## START RECORDED DATA

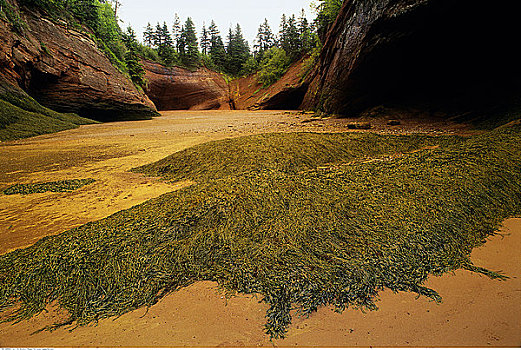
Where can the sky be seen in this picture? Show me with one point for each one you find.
(248, 13)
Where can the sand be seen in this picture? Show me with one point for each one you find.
(476, 311)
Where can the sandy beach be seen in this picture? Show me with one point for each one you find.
(476, 311)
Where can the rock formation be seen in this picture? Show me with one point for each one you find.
(173, 88)
(286, 93)
(63, 69)
(438, 54)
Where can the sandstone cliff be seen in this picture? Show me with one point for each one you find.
(63, 69)
(173, 88)
(286, 93)
(438, 54)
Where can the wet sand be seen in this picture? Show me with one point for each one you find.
(476, 311)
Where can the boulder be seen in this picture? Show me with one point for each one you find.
(433, 54)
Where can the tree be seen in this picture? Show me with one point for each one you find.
(283, 32)
(176, 31)
(265, 40)
(237, 51)
(217, 50)
(148, 35)
(327, 13)
(293, 43)
(157, 40)
(190, 54)
(132, 60)
(305, 33)
(205, 40)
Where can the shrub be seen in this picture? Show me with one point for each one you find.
(273, 66)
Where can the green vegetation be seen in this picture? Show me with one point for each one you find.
(303, 231)
(296, 38)
(21, 116)
(42, 187)
(132, 61)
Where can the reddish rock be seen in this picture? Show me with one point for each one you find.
(286, 93)
(173, 88)
(434, 54)
(64, 70)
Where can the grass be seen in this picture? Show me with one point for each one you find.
(21, 116)
(303, 231)
(42, 187)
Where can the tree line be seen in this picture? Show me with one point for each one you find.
(180, 44)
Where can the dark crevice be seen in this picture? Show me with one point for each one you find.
(451, 56)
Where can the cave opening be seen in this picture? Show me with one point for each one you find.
(288, 99)
(450, 56)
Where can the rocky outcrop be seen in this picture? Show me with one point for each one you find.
(174, 88)
(437, 54)
(63, 69)
(287, 93)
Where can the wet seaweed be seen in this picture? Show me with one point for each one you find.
(302, 236)
(42, 187)
(285, 152)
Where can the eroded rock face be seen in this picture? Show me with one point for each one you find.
(287, 93)
(436, 54)
(64, 70)
(174, 88)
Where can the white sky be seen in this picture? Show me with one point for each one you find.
(248, 13)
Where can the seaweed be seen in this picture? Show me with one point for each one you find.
(302, 232)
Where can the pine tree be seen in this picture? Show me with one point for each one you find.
(237, 51)
(132, 60)
(176, 31)
(205, 40)
(265, 40)
(305, 33)
(165, 47)
(217, 50)
(190, 54)
(181, 42)
(283, 33)
(293, 39)
(148, 35)
(157, 40)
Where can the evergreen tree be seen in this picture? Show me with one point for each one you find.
(148, 35)
(181, 42)
(265, 40)
(293, 43)
(132, 60)
(190, 54)
(166, 37)
(157, 40)
(176, 31)
(283, 33)
(237, 51)
(217, 50)
(205, 41)
(305, 33)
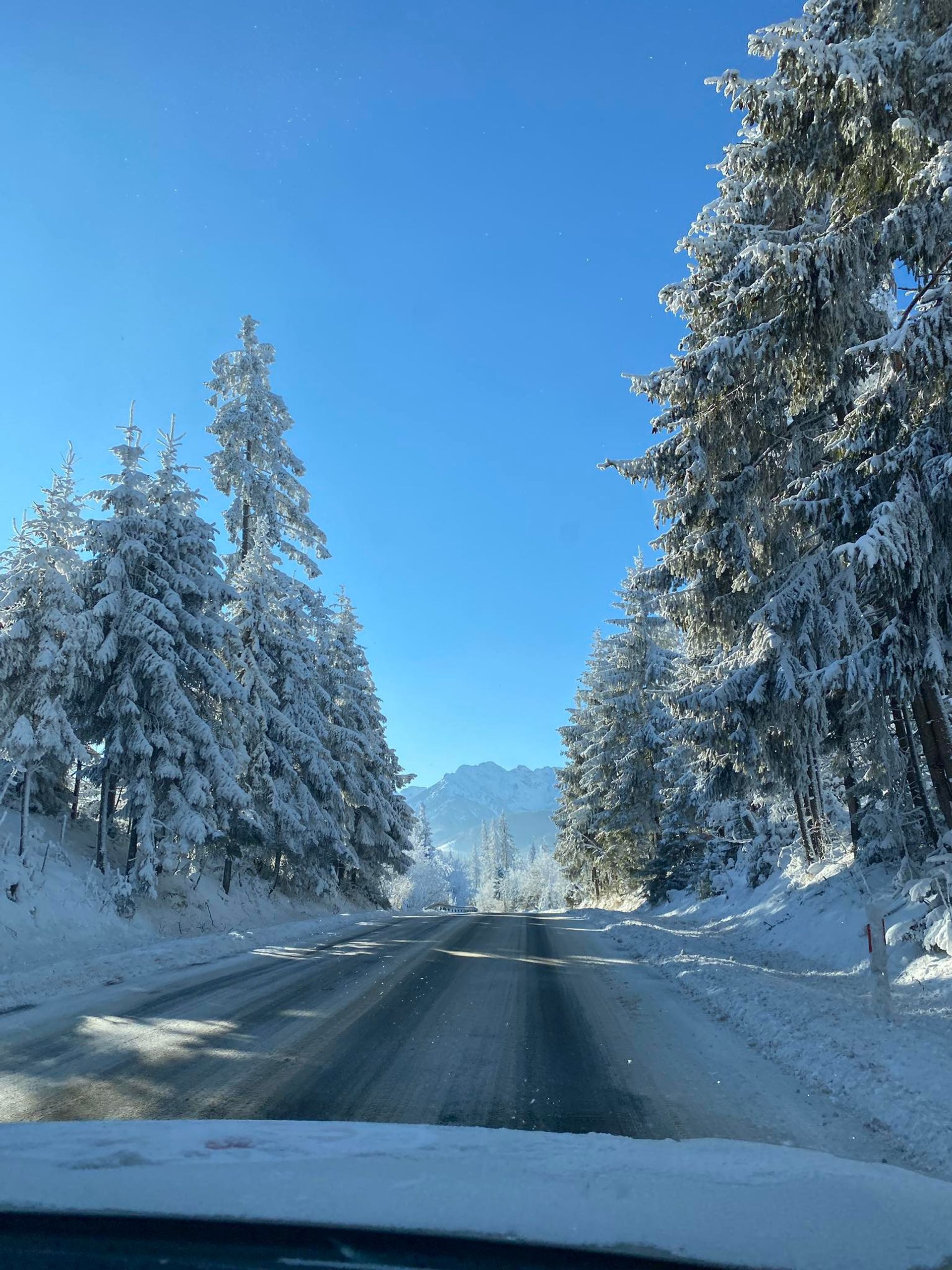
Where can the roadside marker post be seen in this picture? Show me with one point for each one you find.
(879, 967)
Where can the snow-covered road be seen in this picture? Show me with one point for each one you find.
(516, 1021)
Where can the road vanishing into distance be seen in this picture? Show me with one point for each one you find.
(516, 1021)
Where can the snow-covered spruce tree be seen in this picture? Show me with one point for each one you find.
(282, 624)
(612, 792)
(787, 282)
(159, 708)
(377, 817)
(878, 78)
(475, 864)
(503, 853)
(200, 786)
(422, 836)
(577, 817)
(48, 639)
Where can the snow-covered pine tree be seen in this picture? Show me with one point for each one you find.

## END RECORDED DATA

DIRECTION – Please rewrite the items from the line with "Where can the roadside" through the end of the items, swapping "snow-covered" for "frosted" and leaving everything else unchanged. Give only those lines.

SOLUTION FOR THIS EXERCISE –
Where can the roadside marker post be seen in this picture? Show me with one point for each one you find.
(879, 967)
Where can the frosted road be seen in this picture? Show me with one point for each one you find.
(516, 1021)
Where can the road vanishing into distance be seen in this picture? Show me with one point for each one you find.
(516, 1021)
Where can the frosted spruce tree be seen in this picture? Show me with one point for each one you find.
(282, 624)
(612, 792)
(787, 282)
(159, 708)
(377, 817)
(878, 78)
(475, 864)
(503, 853)
(200, 786)
(422, 836)
(577, 817)
(48, 639)
Where can the frosted pine tree be seen in this picture? Show me with one point for each one you find.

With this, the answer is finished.